## Task description
The records are given next. Repeat each one exactly.

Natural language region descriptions
• • • •
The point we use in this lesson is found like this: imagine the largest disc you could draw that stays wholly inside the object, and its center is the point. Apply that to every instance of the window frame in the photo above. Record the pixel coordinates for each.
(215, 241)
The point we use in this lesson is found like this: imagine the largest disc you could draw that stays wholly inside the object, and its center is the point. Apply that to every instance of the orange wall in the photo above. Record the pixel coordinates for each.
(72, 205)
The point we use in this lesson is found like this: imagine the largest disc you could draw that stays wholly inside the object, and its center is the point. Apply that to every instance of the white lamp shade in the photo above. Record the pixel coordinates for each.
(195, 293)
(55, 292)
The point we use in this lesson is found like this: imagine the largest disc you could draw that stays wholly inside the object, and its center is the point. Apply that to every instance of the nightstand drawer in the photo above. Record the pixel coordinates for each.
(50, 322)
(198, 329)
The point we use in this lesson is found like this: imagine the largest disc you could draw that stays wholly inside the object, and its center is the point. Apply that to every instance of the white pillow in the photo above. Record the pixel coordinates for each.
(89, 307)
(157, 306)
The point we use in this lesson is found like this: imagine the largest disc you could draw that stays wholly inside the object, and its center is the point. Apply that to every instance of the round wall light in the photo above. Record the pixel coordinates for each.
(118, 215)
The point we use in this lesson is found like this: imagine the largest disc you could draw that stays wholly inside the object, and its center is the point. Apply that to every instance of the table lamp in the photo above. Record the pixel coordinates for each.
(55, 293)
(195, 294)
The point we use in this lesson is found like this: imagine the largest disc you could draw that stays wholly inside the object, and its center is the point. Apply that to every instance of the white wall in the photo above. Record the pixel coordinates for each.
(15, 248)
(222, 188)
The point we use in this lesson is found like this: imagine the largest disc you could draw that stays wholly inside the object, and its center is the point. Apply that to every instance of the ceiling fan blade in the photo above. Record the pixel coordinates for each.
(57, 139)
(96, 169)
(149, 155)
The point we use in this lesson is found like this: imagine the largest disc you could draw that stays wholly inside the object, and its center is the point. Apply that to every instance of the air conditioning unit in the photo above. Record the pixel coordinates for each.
• • • •
## Response
The point we use in this lesson is found like this: imagine the largest disc you could draw that stays wholly inside the object, and its center is the point. Apply that to every instance of the window frame in the photo above. Record the pixel coordinates for each.
(215, 241)
The point we use in this lesson is found like this: imagine the largest disc you could draw that stays wholly inside the object, and its center is the point. Apply that to every instance of the orange wall in the photo above. Record the pixel coordinates for each.
(72, 205)
The point we use in this lesson is found like this: imagine the largest disc you could draw that stays wholly inside the object, and its center is the point. Apply that to every instance of the white lamp shade in the photo above. Record the pixel coordinates for each.
(195, 293)
(55, 292)
The point we use in this lesson is found like this: imagine the largest disc you could draw that stays wholly inside the object, and its center is the point. Apply that to every instance of the nightstand drawer in the photo above. Record the pixel coordinates for each.
(50, 322)
(198, 329)
The point we use in this lesson is found like this: imagine the largest disc you could draw that stays wholly inside the object, and its center is the point. Apply that to every instance of the white pillow in the photo above. Record the pixel coordinates for each.
(89, 307)
(157, 306)
The point we use in this lesson is found like this: imagine the largest disc you could draw that stays wholly inside the object, and its center is the point. Apply that to every instance of the round wall light in the photo above. Record the pixel coordinates for each.
(118, 215)
The point we use in this lesson is found like this: imagine the largest disc you could draw that stays wholly inside the object, and its center is the point. Apply that to every instance of the table lamp in the photo above. Record the pixel coordinates for each.
(55, 293)
(195, 294)
The point we use in this lesson is found like this: imagine the largest disc you could draw that stays wholly inside the object, and its center is the point. Apply that to every instance of the white wall in the photo above. Record the pixel coordinates for each.
(15, 248)
(222, 188)
The point we use in this lesson is found like this: imagine the largest disc you could draw that stays wholly inside the object, and its center is the point. Apply that to every instance of the ceiling fan blade in the photo above. Record the pixel coordinates for each.
(57, 139)
(96, 169)
(149, 155)
The point we use in this lesson is found like this: imagine the largest disc you could draw that stays wholly inside the object, and its center is the point. Apply that to every instance of the air conditioning unit in the photo above. Record the pixel coordinates for each.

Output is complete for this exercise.